● **TEXT EXCERPT**
◇ ◇ ◇ ◇
3 men indicted in J'lem abuse case

Three men in their 20s were indicted Sunday in a Jerusalem court in a brutal child abuse case that has left a three-year- old boy in a vegetative state. The three suspects, David (Avraham) Kugman, 22, Avraham Maskalchi, 23, and Ro'i Tzoref, 25, are suspected of taking part in the systematic abuse of the children, which included severe beatings, whippings and burnings. The charge sheet was filed in the Jerusalem District Court just one week after the children's mother was indicted in the same court. The three men were charged with 22 counts of aggravated assault and injury, the Justice Ministry said. The abuse, which took place mostly in an apartment in the city's upscale Wolfson Towers, continued until last month, when the three-year-old lost consciousness and was taken to a Jerusalem hospital, where he has remained since. According to the nine-page charge sheet, the children were force-fed feces, burned, given freezing showers, locked in suitcases for three-day periods, and raced in circles until they collapsed. The charge sheet said Kugman and another suspected child abuser, Shimon Gabai, who is expected to be indicted later this week, carried out the most abuse against the children. The two men were study partners with the child's father and the fugitive ringleader of the group, Elior Chen, before the father's relationship with his wife fell apart and Chen suggested that he leave the house. After the father left the house, Kugman and Gabai were charged with educating the children, whom they repeatedly beat and physically abused at Chen's instruction in order to "cleanse" them of Satanic possession. The children were also beaten when they told their father that they were being beaten, the charge sheet said. The abuse of one of the children, age 12, took place in a yeshiva on Rehov Sarei Yisrael, where the boy was beaten in the head with a telephone and punched all over his body, the charge sheet stated. The latest indictments came just two days after police issued an international arrest warrant for Chen, who fled to Canada last month after the abuse case came to light. Chen's father, Ya'acov, has urged his son to return to Israel to stand trial, but his attorney, Ariel Atari, said he should remain abroad for the time being, since the atmosphere was "too hot" for him in the country.
◇ ◇ ◇ ◇
● **DATA LISTING**

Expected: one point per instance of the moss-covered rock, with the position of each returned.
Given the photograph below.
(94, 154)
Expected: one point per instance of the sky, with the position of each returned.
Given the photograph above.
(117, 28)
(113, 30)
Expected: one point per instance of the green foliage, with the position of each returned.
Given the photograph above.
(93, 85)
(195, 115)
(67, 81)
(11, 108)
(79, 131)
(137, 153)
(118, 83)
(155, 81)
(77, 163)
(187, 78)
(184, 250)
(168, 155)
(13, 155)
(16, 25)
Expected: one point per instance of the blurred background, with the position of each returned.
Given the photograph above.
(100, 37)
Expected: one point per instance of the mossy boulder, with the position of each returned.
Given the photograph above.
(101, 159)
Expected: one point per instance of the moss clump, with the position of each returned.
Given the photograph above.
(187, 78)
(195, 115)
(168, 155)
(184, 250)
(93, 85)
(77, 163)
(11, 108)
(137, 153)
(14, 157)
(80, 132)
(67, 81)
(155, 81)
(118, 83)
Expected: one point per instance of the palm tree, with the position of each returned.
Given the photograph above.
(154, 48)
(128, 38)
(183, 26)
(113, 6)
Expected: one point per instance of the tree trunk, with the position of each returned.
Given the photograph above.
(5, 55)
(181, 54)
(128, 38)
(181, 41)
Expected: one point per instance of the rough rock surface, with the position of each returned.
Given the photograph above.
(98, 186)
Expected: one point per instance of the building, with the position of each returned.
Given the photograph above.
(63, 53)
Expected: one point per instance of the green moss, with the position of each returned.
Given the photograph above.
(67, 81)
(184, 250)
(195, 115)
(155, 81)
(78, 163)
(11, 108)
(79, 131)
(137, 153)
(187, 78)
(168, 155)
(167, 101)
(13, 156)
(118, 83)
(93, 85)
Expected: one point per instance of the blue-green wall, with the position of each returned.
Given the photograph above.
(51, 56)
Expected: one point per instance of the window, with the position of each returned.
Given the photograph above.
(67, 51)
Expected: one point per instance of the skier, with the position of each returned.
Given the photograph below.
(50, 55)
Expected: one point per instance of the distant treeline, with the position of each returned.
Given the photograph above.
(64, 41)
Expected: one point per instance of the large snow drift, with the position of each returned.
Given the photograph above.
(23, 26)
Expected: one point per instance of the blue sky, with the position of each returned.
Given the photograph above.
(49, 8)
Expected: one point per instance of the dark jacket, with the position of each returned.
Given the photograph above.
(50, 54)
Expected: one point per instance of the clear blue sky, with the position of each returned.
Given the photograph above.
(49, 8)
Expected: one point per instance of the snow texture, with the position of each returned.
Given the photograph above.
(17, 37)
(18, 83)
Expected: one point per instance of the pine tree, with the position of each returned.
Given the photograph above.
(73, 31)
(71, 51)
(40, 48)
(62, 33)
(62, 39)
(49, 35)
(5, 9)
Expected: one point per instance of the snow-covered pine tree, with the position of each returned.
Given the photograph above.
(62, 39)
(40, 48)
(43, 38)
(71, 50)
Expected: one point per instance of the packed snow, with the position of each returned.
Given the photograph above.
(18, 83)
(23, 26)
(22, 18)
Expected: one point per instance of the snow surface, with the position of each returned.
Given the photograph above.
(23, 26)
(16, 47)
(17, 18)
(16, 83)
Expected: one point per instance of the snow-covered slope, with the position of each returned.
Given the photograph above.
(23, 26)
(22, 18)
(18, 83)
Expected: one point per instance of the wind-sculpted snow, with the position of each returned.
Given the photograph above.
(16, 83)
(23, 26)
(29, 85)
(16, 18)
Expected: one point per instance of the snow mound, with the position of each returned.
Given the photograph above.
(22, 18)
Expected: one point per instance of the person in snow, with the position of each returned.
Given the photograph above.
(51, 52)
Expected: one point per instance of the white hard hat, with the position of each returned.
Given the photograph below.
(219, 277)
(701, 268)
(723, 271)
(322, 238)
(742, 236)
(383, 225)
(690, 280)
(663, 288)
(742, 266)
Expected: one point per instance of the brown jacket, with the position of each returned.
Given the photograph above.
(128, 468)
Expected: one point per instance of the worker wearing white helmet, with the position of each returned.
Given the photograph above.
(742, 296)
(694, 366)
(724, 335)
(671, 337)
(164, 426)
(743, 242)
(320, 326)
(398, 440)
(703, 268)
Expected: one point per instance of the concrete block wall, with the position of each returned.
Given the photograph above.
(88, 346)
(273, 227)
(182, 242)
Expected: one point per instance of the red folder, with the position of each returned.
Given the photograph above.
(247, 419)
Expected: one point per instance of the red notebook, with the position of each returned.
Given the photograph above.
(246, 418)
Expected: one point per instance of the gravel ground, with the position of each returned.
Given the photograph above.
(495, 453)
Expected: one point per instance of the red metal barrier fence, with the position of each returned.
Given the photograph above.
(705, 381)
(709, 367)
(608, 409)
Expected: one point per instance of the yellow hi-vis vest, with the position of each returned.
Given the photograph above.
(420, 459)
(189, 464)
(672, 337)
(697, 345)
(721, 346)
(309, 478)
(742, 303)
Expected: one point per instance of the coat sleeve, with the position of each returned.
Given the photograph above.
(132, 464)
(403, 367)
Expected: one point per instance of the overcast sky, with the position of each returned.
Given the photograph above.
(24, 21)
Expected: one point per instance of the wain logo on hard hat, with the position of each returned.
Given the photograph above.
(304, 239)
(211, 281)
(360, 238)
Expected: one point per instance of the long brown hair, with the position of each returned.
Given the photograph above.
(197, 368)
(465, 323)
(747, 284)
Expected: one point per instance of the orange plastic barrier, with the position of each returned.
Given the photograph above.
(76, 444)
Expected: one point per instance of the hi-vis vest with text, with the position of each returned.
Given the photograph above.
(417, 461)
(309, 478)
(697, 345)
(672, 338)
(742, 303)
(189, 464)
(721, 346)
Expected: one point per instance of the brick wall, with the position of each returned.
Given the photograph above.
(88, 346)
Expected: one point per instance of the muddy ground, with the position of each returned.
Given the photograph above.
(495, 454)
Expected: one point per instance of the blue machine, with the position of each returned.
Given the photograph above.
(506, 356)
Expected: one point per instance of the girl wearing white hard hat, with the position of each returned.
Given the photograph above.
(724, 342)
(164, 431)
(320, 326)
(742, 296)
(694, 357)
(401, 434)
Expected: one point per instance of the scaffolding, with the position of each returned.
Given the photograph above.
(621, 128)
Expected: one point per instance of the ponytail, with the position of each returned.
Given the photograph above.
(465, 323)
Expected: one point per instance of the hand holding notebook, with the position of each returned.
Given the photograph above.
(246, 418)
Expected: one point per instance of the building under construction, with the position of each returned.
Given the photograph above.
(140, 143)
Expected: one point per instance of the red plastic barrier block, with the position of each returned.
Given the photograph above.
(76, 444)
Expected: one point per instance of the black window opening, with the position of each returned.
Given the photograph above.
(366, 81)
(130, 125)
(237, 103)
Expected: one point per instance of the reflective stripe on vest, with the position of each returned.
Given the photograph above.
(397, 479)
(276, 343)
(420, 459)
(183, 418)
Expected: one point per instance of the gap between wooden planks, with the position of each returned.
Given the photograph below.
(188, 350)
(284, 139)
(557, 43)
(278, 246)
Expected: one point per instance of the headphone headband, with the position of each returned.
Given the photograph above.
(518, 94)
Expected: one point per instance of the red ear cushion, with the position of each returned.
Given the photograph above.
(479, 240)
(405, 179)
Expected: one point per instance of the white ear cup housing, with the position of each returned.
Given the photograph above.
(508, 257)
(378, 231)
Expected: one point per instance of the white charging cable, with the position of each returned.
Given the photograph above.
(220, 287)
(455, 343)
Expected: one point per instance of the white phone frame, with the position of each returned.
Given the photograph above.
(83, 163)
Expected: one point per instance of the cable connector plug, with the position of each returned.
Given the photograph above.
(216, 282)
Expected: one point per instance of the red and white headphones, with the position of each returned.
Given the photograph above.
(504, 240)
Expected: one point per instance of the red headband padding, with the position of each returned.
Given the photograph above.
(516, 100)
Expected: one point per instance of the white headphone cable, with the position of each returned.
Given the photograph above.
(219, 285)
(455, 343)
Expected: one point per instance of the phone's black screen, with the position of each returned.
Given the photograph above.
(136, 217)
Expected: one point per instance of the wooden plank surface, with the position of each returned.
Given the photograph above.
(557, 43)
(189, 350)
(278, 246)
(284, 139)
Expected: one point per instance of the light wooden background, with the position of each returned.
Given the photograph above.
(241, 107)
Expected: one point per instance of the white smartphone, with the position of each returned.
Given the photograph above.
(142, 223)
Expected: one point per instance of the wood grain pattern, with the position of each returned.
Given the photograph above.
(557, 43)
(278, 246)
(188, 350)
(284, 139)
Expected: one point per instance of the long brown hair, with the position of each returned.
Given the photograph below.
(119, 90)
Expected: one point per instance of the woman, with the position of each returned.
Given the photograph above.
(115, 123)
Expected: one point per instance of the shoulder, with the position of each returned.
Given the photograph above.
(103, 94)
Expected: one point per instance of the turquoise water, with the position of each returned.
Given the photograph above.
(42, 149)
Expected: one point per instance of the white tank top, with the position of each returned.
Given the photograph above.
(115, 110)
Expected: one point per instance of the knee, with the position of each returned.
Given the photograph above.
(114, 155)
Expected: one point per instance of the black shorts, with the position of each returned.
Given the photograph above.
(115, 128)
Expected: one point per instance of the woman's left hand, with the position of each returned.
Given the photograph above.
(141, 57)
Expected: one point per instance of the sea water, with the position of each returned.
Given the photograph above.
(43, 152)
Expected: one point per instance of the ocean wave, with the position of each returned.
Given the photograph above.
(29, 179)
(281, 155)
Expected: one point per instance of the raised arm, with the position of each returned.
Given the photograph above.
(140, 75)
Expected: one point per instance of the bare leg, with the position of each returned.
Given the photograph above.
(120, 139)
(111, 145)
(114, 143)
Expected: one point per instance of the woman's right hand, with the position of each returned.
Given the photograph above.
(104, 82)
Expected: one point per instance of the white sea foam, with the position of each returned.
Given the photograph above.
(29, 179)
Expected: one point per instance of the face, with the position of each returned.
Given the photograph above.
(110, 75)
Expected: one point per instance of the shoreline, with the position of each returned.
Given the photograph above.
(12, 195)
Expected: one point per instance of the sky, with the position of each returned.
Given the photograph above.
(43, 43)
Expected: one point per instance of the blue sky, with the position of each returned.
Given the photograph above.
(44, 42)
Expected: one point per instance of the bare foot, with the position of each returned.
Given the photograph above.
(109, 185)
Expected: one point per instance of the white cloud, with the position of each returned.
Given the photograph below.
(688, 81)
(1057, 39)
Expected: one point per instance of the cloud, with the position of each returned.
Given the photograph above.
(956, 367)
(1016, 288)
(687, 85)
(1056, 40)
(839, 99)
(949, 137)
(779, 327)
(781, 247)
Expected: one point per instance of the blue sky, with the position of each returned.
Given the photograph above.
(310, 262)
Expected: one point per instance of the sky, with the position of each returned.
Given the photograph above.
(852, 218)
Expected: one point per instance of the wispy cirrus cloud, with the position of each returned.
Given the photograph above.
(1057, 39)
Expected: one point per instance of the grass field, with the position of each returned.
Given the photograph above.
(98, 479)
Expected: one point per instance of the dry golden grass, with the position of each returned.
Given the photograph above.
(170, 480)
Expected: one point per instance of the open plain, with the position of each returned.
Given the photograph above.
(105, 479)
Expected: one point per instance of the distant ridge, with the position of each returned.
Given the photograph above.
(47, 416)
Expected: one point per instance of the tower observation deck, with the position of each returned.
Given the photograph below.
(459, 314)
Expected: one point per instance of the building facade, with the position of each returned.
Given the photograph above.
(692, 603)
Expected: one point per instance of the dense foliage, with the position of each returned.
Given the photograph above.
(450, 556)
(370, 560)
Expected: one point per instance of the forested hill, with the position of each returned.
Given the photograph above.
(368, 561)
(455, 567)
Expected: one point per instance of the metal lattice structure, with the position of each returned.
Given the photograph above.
◇ ◇ ◇ ◇
● **DESCRIPTION OF THE TASK**
According to the article on the Jerusalem abuse indictments, how many counts were the three men charged with, and for what offenses?

● **SOLUTION TO THIS EXERCISE**
They were charged with 22 counts of aggravated assault and injury.